— START —
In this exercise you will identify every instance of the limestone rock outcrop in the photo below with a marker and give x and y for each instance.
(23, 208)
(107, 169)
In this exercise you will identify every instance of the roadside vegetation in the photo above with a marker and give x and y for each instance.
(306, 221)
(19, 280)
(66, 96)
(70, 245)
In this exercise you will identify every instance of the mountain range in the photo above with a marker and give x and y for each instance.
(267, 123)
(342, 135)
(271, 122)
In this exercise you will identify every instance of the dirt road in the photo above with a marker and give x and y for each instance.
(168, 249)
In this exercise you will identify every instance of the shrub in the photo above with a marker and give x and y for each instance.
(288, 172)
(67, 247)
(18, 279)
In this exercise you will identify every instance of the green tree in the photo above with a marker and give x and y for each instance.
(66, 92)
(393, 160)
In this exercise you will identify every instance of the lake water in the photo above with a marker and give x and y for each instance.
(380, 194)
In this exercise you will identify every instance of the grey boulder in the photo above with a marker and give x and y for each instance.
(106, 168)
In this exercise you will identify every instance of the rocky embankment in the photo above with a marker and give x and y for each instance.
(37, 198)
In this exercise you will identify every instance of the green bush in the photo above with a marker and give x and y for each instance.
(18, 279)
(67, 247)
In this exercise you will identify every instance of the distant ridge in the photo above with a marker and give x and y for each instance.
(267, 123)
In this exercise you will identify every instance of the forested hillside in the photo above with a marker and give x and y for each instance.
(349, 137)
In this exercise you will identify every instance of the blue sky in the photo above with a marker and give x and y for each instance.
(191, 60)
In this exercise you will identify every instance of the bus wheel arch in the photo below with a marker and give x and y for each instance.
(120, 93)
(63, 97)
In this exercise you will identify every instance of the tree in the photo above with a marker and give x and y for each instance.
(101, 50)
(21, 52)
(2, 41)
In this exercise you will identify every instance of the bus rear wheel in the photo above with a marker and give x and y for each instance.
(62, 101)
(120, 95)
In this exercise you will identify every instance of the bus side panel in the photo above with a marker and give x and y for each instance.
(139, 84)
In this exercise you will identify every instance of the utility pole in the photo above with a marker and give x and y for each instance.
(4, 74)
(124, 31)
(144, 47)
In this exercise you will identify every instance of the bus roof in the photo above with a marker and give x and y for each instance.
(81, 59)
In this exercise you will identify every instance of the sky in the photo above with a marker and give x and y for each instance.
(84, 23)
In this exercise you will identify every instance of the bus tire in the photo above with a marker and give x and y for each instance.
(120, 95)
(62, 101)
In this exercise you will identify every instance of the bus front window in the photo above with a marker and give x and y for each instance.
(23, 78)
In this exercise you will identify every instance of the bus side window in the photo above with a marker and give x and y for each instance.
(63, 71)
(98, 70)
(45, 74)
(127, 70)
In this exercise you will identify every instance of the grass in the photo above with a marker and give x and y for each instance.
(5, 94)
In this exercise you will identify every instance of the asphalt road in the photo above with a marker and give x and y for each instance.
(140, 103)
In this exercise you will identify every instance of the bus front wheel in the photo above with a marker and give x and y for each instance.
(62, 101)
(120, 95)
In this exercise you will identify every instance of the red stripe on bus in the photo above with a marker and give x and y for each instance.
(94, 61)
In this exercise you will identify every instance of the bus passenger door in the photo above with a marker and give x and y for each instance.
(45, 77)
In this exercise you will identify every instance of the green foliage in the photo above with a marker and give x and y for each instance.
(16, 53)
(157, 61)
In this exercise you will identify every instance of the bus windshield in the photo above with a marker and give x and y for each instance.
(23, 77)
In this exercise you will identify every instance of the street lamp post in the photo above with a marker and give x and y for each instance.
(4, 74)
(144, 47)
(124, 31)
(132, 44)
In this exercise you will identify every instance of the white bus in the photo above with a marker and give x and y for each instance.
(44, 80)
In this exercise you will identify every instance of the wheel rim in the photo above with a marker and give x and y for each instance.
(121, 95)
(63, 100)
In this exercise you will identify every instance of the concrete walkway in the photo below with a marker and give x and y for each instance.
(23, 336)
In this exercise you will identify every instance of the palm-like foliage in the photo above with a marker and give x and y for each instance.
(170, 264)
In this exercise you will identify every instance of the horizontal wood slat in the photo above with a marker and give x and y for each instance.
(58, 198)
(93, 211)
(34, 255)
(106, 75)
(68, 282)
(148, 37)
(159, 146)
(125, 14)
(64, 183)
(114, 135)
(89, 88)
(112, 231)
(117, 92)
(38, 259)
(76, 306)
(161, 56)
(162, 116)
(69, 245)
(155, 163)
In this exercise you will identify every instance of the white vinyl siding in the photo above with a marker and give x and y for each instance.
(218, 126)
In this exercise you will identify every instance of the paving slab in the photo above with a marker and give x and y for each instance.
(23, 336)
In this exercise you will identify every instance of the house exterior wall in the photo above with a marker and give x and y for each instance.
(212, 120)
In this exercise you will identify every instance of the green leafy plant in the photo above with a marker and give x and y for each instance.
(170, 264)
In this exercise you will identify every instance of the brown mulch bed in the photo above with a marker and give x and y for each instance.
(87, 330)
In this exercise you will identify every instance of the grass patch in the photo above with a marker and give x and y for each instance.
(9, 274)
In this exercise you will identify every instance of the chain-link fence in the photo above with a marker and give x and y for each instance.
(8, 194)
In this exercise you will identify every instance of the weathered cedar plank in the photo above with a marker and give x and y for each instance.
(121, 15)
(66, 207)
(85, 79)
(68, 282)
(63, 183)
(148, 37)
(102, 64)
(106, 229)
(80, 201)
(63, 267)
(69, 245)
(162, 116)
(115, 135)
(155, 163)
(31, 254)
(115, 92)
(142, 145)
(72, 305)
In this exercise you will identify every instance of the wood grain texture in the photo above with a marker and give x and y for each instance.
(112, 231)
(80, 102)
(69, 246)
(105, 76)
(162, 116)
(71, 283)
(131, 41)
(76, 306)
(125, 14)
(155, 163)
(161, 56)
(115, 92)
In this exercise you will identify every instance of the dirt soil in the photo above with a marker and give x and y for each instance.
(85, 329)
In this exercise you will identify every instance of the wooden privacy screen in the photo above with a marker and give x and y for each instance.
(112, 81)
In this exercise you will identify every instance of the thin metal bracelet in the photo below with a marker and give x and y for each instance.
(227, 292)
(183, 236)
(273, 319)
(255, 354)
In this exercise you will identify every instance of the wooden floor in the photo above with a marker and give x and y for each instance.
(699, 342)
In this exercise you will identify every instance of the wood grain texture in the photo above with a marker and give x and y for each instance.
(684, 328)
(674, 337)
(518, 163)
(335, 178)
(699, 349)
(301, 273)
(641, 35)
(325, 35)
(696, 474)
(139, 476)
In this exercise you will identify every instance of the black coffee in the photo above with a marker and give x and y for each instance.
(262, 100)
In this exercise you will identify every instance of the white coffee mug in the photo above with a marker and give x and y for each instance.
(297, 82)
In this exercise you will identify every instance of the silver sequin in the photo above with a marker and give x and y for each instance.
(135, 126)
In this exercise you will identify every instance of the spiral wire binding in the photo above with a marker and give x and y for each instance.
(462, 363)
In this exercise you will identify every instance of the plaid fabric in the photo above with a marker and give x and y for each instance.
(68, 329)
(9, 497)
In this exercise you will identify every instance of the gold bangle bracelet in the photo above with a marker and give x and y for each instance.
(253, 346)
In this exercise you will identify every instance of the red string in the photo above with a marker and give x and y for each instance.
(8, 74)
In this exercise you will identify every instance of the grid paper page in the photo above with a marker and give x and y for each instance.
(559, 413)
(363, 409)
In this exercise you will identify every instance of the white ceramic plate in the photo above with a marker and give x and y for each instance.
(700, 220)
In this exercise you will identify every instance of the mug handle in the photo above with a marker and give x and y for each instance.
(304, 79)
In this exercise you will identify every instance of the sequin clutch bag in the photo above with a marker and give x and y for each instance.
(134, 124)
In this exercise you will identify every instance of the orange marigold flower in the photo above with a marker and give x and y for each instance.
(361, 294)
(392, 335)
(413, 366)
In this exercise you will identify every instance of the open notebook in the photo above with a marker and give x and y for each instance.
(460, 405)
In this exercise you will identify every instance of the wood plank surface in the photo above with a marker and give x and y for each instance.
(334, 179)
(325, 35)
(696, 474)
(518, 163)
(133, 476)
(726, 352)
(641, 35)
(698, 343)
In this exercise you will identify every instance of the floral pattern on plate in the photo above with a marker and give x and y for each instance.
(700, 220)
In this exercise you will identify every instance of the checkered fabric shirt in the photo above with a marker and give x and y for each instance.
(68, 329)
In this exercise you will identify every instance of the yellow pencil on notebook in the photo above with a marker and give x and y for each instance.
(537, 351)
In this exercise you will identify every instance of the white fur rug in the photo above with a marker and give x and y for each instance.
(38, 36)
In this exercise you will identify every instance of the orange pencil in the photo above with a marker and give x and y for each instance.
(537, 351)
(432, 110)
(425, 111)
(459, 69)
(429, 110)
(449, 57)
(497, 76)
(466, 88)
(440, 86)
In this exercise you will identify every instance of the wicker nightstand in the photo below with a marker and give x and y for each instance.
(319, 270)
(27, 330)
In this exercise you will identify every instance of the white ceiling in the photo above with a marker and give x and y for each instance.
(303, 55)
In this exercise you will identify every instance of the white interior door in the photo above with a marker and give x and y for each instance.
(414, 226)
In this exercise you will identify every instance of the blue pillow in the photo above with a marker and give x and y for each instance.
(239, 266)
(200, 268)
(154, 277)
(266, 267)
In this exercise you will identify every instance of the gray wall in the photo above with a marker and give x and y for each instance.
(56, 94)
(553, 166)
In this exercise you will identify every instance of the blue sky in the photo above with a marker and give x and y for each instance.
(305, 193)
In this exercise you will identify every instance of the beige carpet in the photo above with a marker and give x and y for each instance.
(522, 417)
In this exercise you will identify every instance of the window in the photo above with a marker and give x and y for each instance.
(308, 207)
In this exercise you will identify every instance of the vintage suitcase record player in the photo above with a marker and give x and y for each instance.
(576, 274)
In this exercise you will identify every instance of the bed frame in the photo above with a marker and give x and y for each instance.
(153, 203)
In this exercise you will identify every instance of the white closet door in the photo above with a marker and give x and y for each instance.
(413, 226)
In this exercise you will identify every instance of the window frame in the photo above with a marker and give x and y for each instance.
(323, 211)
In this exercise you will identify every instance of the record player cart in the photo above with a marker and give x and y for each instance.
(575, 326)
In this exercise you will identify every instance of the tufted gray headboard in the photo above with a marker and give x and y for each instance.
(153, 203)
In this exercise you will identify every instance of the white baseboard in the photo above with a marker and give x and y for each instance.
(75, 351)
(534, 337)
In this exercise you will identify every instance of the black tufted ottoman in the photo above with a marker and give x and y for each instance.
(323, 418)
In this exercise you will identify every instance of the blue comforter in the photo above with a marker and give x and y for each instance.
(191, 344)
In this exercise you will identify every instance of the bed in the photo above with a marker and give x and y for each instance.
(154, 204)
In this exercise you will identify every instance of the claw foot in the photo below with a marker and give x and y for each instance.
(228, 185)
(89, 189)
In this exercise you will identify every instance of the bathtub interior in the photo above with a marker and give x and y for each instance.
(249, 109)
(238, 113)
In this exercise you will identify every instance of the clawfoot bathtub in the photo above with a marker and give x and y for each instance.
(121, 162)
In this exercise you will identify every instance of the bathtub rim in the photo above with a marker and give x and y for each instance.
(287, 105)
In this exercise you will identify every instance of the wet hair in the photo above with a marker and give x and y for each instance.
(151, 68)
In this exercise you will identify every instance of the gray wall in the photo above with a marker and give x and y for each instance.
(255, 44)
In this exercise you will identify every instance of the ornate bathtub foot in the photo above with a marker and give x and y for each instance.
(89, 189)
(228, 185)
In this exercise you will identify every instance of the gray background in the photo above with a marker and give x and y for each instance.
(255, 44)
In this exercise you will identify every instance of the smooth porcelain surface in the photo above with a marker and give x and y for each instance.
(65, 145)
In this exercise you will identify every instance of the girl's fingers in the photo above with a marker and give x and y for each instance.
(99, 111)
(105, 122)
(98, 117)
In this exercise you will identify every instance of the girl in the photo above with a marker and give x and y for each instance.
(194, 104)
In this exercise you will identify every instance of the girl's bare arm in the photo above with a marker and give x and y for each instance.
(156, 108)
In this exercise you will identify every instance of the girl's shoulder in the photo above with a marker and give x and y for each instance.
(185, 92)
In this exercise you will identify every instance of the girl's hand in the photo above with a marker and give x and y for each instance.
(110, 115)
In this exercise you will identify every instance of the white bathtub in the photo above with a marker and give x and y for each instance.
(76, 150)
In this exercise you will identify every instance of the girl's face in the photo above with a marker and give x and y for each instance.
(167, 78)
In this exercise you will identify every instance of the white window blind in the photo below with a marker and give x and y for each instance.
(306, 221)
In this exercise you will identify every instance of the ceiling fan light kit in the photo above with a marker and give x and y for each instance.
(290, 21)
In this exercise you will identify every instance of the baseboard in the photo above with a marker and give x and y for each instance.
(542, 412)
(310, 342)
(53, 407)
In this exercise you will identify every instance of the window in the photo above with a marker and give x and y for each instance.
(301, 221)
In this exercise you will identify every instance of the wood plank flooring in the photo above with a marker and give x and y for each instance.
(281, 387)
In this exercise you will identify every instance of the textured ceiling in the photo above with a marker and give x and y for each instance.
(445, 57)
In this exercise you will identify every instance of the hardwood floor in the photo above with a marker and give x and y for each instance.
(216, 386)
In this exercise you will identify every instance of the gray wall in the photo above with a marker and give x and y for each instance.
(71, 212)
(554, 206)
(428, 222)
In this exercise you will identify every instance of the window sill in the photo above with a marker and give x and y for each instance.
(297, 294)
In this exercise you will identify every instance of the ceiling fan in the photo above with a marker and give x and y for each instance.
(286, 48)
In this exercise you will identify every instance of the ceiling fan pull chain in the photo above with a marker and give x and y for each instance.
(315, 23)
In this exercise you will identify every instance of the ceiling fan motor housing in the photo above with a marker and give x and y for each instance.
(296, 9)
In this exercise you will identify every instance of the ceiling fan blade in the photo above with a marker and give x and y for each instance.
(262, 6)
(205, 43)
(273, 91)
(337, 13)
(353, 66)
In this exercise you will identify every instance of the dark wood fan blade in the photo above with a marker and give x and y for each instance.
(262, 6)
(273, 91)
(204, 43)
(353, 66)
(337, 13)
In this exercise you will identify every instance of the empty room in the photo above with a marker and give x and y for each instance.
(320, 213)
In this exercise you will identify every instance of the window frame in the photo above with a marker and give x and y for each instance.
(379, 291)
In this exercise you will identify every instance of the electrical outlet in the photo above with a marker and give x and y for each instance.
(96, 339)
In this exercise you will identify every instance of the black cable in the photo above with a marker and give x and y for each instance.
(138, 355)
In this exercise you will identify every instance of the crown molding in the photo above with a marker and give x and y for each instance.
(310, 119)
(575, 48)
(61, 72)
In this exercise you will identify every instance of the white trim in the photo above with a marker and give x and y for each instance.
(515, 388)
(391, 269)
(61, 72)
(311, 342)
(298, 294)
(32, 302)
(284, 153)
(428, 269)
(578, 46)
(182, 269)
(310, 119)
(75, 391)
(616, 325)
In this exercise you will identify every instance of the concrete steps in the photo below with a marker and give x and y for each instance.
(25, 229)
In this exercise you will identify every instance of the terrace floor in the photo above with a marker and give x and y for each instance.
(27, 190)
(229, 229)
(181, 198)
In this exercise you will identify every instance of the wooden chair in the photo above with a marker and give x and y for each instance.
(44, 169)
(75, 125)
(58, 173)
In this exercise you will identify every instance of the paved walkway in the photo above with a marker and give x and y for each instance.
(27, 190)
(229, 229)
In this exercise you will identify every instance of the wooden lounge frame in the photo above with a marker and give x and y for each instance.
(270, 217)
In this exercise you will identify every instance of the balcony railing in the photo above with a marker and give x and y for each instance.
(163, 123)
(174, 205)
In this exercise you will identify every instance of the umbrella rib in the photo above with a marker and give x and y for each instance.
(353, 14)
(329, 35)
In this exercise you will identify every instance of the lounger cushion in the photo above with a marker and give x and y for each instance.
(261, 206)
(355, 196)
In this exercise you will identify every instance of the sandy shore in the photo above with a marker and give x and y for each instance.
— END —
What you should do → Output, unchanged, the lines from the line with "of the umbrella" through the final line of the material.

Reply to the task →
In this exercise you will identify every instance of the umbrella rib in the photo above with a marker and give x and y for each instance.
(353, 14)
(329, 35)
In this exercise you will identify every instance of the lounger cushion in the photo above with a marker and give x and y for each instance.
(261, 206)
(355, 196)
In this exercise you will identify every instance of the sandy shore in the photo above with a marker and give x and y for each instance.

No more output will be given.